==== RECORDS SHOWN

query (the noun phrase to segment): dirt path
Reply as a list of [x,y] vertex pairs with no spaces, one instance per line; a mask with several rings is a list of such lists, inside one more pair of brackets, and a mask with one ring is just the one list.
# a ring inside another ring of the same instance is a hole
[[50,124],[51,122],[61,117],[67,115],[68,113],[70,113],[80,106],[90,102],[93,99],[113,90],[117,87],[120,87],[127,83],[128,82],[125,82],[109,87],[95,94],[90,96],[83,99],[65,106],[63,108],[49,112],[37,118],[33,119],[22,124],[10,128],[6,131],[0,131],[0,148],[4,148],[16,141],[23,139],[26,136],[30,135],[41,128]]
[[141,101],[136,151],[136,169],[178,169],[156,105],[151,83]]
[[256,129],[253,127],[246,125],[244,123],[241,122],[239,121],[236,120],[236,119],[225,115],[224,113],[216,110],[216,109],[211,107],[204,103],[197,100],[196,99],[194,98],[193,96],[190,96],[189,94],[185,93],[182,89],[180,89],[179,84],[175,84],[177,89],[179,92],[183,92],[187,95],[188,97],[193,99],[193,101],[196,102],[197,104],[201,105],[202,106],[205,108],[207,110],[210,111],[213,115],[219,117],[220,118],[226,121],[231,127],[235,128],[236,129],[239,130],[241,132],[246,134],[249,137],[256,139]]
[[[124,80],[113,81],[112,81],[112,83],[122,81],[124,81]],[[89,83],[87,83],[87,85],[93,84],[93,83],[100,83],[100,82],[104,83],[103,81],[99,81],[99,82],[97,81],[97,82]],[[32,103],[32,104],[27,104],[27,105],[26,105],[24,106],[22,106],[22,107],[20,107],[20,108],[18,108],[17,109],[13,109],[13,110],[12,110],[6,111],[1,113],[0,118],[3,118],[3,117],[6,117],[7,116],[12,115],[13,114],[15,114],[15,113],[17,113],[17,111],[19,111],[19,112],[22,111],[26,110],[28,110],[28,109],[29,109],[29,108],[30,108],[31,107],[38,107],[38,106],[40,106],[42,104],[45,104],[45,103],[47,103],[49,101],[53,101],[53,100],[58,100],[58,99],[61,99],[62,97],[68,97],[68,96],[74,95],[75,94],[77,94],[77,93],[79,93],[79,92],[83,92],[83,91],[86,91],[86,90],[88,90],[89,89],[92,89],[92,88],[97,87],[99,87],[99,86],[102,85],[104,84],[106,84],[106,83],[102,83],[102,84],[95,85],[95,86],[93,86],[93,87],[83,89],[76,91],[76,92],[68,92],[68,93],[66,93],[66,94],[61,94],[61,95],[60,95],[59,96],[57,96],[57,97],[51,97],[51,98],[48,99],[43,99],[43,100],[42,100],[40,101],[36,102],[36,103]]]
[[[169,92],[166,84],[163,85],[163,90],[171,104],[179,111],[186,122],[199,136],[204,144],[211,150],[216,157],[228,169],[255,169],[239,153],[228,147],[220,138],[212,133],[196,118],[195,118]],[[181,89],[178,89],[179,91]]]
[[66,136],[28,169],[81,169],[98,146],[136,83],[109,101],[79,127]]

========
==== RECORDS SHOWN

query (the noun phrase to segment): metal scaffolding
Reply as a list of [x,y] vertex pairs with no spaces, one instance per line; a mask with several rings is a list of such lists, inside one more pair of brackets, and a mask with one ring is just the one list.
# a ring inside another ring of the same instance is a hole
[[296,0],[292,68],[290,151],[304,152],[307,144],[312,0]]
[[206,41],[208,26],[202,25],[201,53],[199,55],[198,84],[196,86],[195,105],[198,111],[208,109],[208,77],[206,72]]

========
==== RECORDS SHOWN

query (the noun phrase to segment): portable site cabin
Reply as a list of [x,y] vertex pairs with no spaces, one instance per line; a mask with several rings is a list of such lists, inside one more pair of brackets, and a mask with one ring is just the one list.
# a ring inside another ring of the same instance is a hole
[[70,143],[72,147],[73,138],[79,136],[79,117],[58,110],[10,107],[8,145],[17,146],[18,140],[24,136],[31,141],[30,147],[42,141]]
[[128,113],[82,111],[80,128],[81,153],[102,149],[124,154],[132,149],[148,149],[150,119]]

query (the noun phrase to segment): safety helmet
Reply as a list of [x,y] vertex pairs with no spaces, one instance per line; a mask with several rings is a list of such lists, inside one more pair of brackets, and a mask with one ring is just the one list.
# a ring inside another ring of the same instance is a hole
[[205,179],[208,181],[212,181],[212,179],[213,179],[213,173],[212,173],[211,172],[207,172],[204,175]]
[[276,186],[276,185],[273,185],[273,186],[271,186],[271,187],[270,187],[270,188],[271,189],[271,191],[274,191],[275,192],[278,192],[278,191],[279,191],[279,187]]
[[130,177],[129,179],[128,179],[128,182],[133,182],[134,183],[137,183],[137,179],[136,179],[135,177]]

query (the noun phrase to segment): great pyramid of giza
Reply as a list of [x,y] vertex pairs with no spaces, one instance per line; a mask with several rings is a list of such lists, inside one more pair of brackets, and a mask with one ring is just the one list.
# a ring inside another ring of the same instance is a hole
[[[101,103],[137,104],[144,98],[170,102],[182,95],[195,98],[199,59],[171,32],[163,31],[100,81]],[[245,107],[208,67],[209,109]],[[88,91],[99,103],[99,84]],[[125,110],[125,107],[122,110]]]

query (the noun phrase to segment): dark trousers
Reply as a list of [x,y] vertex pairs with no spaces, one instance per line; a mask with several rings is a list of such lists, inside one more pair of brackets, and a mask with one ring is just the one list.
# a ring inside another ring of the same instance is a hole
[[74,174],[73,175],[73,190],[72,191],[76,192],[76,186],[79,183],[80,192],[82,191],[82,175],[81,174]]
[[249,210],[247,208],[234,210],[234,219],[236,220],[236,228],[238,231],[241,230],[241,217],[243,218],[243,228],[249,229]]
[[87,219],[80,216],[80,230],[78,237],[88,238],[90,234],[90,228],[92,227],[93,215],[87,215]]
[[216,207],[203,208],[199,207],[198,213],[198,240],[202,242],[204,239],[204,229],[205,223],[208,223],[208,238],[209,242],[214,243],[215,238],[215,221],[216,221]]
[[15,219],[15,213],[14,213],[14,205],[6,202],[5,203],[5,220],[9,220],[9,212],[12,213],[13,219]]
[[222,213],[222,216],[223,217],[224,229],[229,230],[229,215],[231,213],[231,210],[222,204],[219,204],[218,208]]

========

GIVEN TASK: In the rows above, how many lines contain the string "query", with case counting? Give only the number.

RESULT: 6